After dramatic opening statements from prosecutors and the defense, the manslaughter trial of former Michael Jackson doctor Conrad Murray began Tuesday with gripping testimony from Jackson's friend and former choreographer, "This is It" documentary director Kenny Ortega.
"My friend wasn't right. ... There was something going on that was deeply troubling me," Ortega said of Jackson's demeanor on June 19, a week before the singer's death. Ortega testified that although Jackson was "very excited" about his upcoming 50-date "This is It" series of comeback shows at London's O2 Arena, the pop icon seemed ill in the days before his passing, missing numerous rehearsals from mid- to late June 2009.
According to TMZ, Ortega said Jackson left rehearsals early on the 19th, after seemingly not eating anything all day, which prompted the director to send an email to Randy Phillips, the CEO of AEG Live, the show's promoter. "There is no one taking responsibility, caring for him on a daily basis," Ortega wrote. "I was feeding him, wrapping him in blankets ... and calling his doctor."

▶ _DATA SECTION_
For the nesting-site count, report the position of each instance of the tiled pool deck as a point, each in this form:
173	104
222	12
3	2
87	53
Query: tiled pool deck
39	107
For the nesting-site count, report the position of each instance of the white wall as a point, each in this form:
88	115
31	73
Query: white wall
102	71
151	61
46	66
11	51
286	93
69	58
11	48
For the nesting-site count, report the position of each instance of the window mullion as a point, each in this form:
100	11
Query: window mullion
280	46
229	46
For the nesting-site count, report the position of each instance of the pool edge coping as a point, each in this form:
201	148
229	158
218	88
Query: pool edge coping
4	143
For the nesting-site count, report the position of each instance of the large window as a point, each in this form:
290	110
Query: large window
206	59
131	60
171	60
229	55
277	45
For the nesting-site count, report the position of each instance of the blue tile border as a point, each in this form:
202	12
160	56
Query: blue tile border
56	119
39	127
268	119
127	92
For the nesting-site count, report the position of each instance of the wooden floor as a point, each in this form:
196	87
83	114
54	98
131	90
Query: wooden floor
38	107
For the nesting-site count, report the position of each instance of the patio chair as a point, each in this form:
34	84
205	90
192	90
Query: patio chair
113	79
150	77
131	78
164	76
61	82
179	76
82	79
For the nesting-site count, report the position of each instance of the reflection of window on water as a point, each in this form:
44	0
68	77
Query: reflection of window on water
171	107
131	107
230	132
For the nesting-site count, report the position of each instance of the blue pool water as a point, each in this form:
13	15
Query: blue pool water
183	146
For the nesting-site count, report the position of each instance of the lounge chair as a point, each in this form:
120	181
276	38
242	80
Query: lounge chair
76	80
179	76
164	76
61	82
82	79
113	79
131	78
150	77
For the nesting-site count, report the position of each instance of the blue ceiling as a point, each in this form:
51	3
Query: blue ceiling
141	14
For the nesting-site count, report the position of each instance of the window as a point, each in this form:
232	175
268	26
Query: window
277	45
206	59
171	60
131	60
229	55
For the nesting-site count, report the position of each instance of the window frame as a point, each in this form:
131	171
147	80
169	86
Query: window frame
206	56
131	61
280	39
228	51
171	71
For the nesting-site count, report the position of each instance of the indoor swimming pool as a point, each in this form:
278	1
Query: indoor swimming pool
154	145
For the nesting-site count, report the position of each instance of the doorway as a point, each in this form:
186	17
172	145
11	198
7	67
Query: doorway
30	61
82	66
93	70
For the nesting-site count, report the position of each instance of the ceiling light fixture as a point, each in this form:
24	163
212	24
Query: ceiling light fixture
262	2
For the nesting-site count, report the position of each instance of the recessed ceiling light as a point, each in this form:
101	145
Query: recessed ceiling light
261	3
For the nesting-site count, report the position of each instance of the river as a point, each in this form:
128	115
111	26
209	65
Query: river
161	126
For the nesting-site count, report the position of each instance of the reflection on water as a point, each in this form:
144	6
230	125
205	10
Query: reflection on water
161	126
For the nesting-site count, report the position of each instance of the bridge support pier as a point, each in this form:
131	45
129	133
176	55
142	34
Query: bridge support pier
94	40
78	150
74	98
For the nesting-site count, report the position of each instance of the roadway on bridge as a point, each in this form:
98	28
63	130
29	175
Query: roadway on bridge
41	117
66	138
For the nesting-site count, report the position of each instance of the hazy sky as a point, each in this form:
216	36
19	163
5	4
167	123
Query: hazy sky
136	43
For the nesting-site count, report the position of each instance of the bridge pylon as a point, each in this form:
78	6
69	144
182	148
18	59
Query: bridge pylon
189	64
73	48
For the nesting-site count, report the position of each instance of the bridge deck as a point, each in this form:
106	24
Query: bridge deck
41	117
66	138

▶ _WORK ITEM 1_
Retype the part of the article on the Conrad Murray trial that opens with the words containing "After dramatic opening" and closes with "late June 2009.".
▶ _WORK ITEM 2_
Answer these questions from the article on the Conrad Murray trial.
(a) On what date did Ortega say Jackson's demeanor was troubling him?
(b) At what venue were the "This is It" shows to be held?
(c) Who was the CEO of AEG Live?
▶ _WORK ITEM 3_
Carry on the article on the Conrad Murray trial from where it stops.

▶ _ANSWER BOX 1_
After dramatic opening statements from prosecutors and the defense, the manslaughter trial of former Michael Jackson doctor Conrad Murray began Tuesday with gripping testimony from Jackson's friend and former choreographer, "This is It" documentary director Kenny Ortega.
"My friend wasn't right. ... There was something going on that was deeply troubling me," Ortega said of Jackson's demeanor on June 19, a week before the singer's death. Ortega testified that although Jackson was "very excited" about his upcoming 50-date "This is It" series of comeback shows at London's O2 Arena, the pop icon seemed ill in the days before his passing, missing numerous rehearsals from mid- to late June 2009.

▶ _ANSWER BOX 2_
(a) June 19
(b) London's O2 Arena
(c) Randy Phillips

▶ _ANSWER BOX 3_
Ortega described Jackson as "incoherent" and said he confronted Murray during an emergency meeting at the singer's home June 20, during which the doctor became upset that the choreographer would not let Jackson rehearse and accused him of trying to act like a doctor. Ortega also said he thought Jackson was abusing drugs and that just four days after appearing so sick, the "Thriller" singer was back at rehearsals June 23 full of energy and ready to work.
AEG co-CEO Paul Gongaware later testified that it was Jackson's idea to extend his string of 10 sold-out shows with an additional 21 gigs to bring the total to 31 in order to beat longtime rival Prince's record of 21 sold-out gigs at the O2. He also said that even after selling out all 50 shows, there was a list of 250,000 people waiting for tickets.
And while Gongaware described Jackson as seeming a little "off" and speaking in slurred speech when he first met him in the early stages of rehearsal, longtime friend and fitness trainer Lou Ferrigno said he saw no signs of physical distress during workouts a couple weeks before the singer died.
The former "Hulk" star said that two weeks before Jackson's passing, he watched as the pop icon trained for an hour at his rented Beverly Hills mansion, doing cardio on a treadmill, working with light weights and doing core exercises. Ferrigno described Jackson's energy level as very good, but did note that his friend complained of having trouble sleeping.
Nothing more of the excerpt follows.